■ GIVEN RECORDS ■
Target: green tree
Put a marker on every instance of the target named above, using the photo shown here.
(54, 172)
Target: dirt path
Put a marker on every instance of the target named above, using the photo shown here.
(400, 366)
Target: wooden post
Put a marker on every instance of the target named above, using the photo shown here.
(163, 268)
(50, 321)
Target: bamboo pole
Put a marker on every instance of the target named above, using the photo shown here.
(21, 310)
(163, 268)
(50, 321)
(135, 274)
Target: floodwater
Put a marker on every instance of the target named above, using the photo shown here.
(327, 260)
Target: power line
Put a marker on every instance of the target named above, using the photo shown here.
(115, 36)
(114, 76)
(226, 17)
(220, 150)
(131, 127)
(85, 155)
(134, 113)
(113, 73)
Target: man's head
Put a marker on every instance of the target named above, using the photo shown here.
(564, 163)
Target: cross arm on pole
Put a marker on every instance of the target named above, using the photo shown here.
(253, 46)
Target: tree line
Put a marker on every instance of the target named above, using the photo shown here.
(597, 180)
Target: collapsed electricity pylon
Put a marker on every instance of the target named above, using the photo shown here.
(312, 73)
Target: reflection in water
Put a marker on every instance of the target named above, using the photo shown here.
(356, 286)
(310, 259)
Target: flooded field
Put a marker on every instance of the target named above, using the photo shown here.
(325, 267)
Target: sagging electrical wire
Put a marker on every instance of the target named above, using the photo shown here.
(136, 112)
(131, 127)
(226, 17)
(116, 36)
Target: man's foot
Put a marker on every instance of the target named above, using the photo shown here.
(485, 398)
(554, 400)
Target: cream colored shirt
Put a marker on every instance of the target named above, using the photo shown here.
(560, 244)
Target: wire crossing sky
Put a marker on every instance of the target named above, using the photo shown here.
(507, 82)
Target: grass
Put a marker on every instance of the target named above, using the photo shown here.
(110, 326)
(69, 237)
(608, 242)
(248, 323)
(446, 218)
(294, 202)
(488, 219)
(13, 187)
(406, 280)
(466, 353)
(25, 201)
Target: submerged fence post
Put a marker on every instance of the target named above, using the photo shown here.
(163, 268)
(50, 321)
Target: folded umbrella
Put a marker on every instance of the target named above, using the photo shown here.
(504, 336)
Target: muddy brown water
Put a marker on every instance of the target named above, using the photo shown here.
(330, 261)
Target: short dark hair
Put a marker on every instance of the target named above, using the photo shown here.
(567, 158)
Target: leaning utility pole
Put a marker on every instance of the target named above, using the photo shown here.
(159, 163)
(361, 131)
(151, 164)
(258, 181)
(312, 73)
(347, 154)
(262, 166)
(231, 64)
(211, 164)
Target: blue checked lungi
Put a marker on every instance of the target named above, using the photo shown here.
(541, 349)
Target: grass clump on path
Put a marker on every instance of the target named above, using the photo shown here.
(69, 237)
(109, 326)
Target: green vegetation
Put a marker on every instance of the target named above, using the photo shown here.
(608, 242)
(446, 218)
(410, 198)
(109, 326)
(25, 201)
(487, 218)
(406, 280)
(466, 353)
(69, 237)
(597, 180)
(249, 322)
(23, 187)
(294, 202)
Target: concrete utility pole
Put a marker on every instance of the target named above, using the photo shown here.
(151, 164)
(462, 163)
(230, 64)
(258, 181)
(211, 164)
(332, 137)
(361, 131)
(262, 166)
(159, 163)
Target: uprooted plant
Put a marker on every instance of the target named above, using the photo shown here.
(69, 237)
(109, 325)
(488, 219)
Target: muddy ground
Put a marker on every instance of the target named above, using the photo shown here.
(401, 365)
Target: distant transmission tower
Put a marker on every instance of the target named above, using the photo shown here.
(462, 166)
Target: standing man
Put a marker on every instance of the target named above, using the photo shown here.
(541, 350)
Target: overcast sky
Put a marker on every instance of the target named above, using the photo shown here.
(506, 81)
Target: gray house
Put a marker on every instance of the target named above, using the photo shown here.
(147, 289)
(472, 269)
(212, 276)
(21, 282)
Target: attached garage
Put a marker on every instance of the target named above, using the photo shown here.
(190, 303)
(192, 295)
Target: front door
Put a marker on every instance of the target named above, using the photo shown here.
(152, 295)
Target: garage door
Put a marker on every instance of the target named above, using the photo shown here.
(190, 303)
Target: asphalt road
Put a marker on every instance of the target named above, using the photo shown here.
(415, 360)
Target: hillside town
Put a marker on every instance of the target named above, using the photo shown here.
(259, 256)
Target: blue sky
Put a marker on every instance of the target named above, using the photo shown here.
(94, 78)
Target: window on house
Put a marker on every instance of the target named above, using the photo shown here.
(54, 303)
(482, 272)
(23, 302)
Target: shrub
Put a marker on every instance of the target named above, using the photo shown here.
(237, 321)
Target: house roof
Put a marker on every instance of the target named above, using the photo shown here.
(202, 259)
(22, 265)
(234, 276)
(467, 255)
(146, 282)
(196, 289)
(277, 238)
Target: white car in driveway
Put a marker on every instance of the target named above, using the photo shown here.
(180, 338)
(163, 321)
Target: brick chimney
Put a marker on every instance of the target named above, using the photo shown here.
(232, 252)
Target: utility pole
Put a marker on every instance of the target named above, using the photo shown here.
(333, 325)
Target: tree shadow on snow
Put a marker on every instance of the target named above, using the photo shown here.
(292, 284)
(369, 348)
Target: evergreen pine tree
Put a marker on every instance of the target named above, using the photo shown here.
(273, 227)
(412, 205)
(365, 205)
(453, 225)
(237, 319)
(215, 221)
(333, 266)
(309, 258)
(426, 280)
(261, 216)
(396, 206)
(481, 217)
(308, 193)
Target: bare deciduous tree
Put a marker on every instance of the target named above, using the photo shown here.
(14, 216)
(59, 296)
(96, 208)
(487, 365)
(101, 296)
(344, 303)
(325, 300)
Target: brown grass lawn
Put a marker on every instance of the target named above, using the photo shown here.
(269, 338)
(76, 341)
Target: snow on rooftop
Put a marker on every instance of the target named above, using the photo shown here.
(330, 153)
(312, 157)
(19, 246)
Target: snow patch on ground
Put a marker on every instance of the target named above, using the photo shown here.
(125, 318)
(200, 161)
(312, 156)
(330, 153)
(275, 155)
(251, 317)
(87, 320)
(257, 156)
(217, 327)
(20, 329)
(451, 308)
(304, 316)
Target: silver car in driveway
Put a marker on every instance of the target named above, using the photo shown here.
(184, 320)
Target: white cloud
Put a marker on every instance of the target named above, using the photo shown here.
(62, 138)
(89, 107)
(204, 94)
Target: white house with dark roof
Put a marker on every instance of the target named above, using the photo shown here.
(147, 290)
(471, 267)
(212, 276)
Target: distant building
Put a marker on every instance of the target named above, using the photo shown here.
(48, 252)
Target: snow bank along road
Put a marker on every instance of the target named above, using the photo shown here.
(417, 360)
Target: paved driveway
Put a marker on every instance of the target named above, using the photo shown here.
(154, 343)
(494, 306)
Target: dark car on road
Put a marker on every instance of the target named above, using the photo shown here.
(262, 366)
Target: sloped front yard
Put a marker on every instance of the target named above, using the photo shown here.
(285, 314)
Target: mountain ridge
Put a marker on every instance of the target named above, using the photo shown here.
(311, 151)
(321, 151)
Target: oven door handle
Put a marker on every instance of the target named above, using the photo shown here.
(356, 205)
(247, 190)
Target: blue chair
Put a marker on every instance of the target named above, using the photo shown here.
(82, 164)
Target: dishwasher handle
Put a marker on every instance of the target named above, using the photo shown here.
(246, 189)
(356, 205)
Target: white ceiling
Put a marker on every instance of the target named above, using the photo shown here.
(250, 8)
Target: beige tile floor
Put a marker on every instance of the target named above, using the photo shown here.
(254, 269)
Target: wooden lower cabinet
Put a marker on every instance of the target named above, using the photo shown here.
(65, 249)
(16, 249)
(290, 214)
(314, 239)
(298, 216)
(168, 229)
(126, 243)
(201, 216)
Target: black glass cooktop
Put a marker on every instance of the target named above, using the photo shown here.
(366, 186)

■ WORK INSTRUCTION ■
Which of the lines above contain "front"? Return them all.

■ SOLUTION TO THIS TASK ■
Target: front door
Target: sloped front yard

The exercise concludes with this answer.